Source records:
- - -
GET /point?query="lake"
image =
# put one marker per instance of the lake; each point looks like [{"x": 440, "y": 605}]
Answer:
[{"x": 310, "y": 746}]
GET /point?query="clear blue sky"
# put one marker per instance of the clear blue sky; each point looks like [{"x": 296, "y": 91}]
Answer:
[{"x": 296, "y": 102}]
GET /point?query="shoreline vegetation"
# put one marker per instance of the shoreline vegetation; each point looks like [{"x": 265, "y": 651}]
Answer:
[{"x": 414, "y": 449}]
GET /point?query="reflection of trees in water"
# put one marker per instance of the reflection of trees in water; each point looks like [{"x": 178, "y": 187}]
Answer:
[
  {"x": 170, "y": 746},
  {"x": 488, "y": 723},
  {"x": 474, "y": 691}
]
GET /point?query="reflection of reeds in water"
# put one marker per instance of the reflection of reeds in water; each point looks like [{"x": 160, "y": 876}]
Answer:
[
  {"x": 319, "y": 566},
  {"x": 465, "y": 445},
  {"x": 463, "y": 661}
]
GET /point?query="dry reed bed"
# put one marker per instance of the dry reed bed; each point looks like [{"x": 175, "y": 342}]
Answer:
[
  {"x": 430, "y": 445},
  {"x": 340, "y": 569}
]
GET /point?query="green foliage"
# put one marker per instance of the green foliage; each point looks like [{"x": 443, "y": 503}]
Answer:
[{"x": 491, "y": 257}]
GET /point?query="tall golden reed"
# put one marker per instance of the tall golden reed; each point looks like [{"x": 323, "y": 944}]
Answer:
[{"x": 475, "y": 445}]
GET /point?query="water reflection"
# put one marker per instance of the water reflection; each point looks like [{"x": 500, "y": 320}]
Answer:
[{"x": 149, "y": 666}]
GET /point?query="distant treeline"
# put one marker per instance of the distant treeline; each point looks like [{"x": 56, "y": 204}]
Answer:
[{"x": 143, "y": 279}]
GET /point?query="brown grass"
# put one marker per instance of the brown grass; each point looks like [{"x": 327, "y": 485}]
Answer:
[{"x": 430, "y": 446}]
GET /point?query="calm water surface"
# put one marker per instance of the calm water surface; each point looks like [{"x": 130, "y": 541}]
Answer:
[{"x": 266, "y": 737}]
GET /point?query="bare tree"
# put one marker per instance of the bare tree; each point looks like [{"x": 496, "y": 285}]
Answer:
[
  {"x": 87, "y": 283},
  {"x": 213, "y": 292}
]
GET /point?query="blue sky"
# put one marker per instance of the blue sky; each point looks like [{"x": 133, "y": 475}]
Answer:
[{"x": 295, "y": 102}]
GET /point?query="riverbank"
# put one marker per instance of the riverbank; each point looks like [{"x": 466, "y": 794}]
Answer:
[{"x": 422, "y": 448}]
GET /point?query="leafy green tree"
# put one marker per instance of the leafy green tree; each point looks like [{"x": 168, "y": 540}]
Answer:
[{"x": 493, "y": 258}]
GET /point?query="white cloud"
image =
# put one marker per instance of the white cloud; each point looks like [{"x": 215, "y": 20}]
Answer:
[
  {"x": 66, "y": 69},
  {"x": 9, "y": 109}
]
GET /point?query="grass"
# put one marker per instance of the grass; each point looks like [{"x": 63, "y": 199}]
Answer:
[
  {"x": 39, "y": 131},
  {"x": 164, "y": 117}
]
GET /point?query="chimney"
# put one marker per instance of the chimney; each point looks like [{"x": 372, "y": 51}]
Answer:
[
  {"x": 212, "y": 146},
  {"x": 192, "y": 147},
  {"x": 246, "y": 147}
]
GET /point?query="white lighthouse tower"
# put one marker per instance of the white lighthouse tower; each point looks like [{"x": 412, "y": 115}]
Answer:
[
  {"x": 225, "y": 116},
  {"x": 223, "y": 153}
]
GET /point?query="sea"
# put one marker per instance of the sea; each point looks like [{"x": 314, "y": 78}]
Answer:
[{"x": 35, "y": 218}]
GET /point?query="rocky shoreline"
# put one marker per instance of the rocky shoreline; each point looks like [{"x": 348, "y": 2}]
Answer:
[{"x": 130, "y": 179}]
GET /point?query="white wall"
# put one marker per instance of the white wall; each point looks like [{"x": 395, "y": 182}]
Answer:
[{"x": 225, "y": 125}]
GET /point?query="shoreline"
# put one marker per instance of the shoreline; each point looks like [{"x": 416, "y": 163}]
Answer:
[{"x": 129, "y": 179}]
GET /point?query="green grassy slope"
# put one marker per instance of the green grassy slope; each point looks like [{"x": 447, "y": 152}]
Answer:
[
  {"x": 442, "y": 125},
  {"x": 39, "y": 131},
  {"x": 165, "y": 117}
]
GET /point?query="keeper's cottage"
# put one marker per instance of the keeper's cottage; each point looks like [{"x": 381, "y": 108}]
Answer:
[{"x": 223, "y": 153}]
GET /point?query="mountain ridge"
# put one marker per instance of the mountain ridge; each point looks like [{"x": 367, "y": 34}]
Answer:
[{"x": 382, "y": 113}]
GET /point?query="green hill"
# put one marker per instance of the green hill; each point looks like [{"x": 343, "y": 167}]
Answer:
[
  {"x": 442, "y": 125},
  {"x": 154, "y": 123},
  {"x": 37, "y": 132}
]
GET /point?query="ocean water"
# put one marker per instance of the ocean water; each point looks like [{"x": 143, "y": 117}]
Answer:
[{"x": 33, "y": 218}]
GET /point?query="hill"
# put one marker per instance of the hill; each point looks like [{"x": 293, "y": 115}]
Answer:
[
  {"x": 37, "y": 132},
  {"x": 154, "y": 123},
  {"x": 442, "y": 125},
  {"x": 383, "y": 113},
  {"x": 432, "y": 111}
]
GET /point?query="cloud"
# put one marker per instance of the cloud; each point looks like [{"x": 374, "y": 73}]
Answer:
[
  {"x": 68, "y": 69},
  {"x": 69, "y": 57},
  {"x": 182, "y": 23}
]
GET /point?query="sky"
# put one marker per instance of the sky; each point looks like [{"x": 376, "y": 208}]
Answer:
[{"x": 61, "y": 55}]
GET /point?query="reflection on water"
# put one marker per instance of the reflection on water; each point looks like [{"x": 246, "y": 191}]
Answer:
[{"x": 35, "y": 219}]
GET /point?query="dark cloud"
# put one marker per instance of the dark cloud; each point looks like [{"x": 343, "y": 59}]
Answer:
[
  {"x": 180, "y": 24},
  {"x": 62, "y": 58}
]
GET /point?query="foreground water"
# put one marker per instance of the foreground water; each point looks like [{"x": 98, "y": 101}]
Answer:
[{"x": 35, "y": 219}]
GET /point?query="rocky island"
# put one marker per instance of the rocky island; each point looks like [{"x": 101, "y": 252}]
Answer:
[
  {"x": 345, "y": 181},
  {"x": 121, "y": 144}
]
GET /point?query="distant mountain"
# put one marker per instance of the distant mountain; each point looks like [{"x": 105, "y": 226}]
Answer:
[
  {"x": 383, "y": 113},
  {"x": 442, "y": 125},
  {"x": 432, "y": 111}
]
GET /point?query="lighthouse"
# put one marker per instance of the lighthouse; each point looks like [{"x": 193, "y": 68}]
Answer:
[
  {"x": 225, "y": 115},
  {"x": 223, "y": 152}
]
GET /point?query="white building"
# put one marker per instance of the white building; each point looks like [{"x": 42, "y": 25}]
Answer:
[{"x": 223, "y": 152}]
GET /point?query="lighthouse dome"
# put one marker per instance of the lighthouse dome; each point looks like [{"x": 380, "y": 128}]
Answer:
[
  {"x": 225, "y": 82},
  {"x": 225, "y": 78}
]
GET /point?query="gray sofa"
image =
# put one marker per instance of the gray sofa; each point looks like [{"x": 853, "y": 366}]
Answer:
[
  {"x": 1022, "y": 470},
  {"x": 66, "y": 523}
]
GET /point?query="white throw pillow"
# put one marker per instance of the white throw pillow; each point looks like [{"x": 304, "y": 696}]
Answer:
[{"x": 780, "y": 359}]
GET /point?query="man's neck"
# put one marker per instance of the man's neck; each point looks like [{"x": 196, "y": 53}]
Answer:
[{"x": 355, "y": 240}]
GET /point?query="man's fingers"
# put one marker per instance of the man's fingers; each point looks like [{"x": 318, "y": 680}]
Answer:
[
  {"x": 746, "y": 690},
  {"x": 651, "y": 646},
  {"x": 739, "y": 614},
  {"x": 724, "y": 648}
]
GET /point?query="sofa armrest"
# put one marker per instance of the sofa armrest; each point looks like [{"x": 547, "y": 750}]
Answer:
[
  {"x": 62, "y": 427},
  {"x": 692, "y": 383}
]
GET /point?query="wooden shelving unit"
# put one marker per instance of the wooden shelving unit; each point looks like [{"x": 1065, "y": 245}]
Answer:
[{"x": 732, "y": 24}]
- - -
» **Given instruction**: Count the lines in the rows above that contain the string "tall". Give only the number.

» **Exercise response**: 2